■ **Record list**
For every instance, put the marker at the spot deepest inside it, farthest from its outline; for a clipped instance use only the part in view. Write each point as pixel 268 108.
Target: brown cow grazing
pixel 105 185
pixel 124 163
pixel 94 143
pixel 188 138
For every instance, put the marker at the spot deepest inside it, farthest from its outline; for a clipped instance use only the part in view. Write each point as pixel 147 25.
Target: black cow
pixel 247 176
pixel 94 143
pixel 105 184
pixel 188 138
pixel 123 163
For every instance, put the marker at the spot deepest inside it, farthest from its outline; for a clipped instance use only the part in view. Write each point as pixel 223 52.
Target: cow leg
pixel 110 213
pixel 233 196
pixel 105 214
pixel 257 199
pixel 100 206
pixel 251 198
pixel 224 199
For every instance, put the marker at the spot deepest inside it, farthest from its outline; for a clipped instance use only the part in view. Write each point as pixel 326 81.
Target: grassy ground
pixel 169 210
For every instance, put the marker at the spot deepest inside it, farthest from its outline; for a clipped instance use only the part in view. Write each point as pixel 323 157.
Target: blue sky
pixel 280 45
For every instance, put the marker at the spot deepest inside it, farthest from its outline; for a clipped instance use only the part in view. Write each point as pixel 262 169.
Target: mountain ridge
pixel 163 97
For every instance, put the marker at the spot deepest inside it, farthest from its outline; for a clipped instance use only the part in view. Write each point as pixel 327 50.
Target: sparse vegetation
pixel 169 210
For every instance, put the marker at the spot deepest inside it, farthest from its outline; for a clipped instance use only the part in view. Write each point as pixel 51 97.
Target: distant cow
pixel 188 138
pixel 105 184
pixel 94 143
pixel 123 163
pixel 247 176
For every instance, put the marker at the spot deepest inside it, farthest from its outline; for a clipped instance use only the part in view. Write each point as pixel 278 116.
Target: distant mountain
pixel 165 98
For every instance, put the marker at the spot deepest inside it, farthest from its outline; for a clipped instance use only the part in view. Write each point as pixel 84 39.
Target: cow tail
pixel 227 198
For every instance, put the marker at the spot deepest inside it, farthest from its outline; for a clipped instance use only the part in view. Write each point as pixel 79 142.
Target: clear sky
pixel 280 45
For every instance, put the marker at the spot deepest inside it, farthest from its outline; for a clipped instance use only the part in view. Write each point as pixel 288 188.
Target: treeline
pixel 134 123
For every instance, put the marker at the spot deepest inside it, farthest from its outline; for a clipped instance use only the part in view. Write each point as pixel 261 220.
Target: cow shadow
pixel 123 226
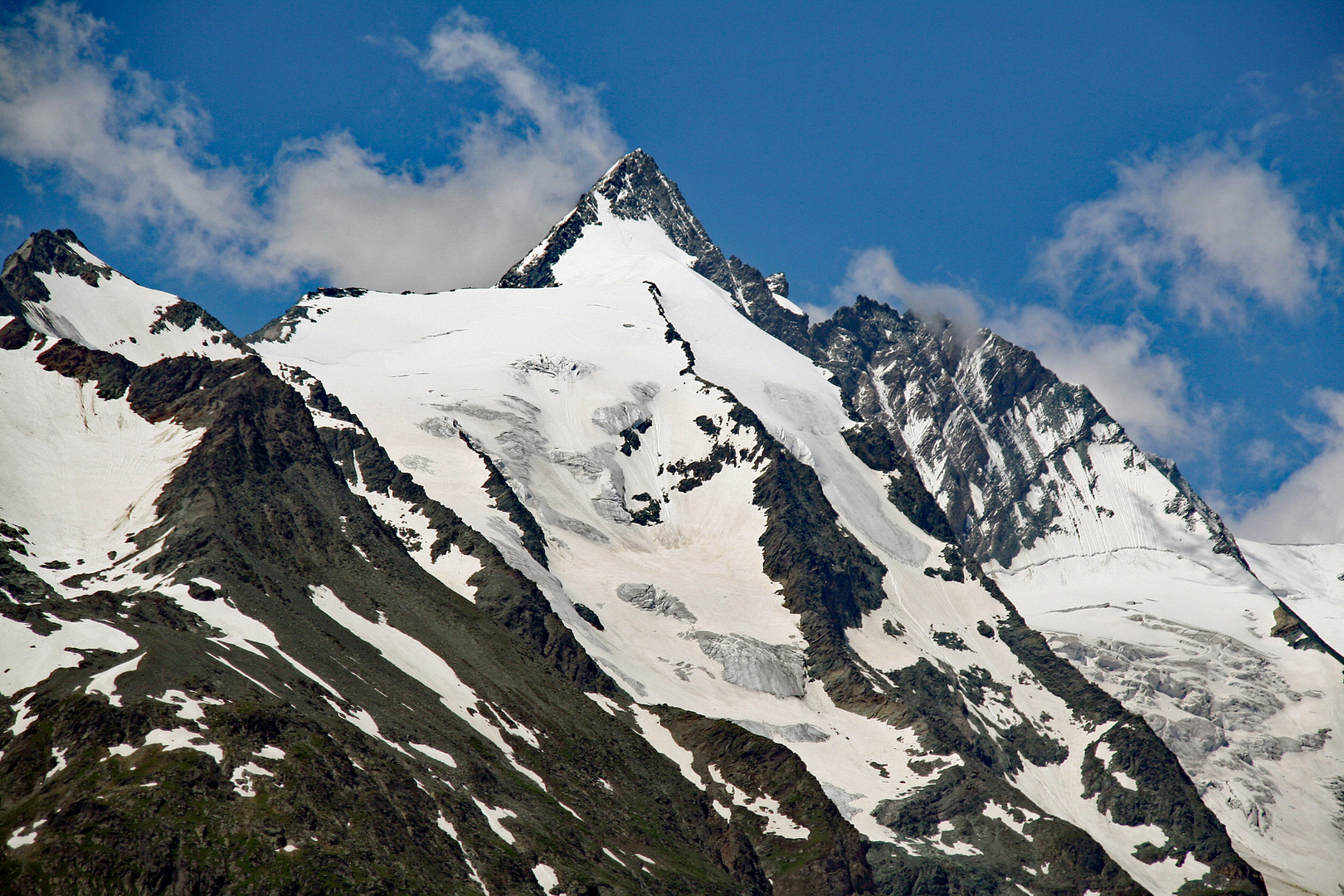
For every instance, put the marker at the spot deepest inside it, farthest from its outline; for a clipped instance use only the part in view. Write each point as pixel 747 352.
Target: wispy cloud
pixel 134 152
pixel 1307 507
pixel 1209 230
pixel 1142 388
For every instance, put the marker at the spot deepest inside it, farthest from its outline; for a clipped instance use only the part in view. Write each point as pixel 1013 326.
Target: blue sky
pixel 1148 195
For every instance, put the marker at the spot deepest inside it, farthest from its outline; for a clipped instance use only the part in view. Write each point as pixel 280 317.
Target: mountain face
pixel 621 578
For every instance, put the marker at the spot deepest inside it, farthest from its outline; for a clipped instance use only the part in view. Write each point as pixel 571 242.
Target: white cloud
pixel 873 273
pixel 1307 507
pixel 1142 388
pixel 123 143
pixel 1209 230
pixel 134 152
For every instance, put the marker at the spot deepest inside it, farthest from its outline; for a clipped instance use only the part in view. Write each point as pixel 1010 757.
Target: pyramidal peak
pixel 635 191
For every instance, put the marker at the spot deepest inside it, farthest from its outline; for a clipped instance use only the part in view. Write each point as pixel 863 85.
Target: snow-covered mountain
pixel 619 577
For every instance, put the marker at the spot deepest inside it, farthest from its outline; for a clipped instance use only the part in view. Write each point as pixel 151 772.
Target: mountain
pixel 619 577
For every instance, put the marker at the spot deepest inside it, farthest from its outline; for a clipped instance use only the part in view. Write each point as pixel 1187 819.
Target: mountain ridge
pixel 791 548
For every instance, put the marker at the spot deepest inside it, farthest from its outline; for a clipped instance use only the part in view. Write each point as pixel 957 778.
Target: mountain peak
pixel 635 188
pixel 49 282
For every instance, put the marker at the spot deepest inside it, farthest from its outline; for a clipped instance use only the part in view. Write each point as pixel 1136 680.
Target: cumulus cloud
pixel 1307 507
pixel 1209 230
pixel 1142 388
pixel 134 153
pixel 127 145
pixel 874 273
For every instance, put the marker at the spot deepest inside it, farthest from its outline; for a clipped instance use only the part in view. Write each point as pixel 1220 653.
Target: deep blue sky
pixel 953 134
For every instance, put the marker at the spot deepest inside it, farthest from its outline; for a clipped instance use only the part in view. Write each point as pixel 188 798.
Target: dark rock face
pixel 993 421
pixel 262 509
pixel 43 253
pixel 23 295
pixel 830 860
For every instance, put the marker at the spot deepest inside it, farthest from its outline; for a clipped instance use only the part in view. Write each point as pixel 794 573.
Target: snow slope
pixel 550 382
pixel 66 292
pixel 1308 579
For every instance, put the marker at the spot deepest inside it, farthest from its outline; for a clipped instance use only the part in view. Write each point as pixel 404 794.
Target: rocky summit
pixel 622 577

■ **Exercise aim**
Starting at the line that contains "pixel 794 573." and ending at the last line of the records, rewrite those lines as a JSON list of strings with one string per line, leaving out blank lines.

■ **Solution for this task**
[
  "For every instance, put the marker at the spot deepest inside it, farthest from its outline; for a clipped instance use only the part in view. Write each point as pixel 794 573.",
  "Target: snow slope",
  "pixel 550 382",
  "pixel 66 292",
  "pixel 1308 579",
  "For every instance, put the marker at the spot deepest inside it, farthest from its outline; for a clipped instance use only the part in view. Write each point as pixel 404 794.",
  "Target: rocky summit",
  "pixel 622 577"
]